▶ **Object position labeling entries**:

* start *

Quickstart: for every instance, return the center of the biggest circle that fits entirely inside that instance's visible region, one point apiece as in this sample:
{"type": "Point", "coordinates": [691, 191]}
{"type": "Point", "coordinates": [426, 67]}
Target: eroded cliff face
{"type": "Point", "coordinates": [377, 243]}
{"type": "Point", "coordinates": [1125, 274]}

* end *

Update the entries by changing "eroded cliff face" to "crumbling sea cliff" wherever it appears. Leave every other part as it is.

Quickstart: for every instance, return the center of the biggest circle that fits entirely inside that instance's visible region, one point apiece as in this sample:
{"type": "Point", "coordinates": [691, 191]}
{"type": "Point", "coordinates": [426, 67]}
Target: crumbling sea cliff
{"type": "Point", "coordinates": [377, 243]}
{"type": "Point", "coordinates": [1125, 274]}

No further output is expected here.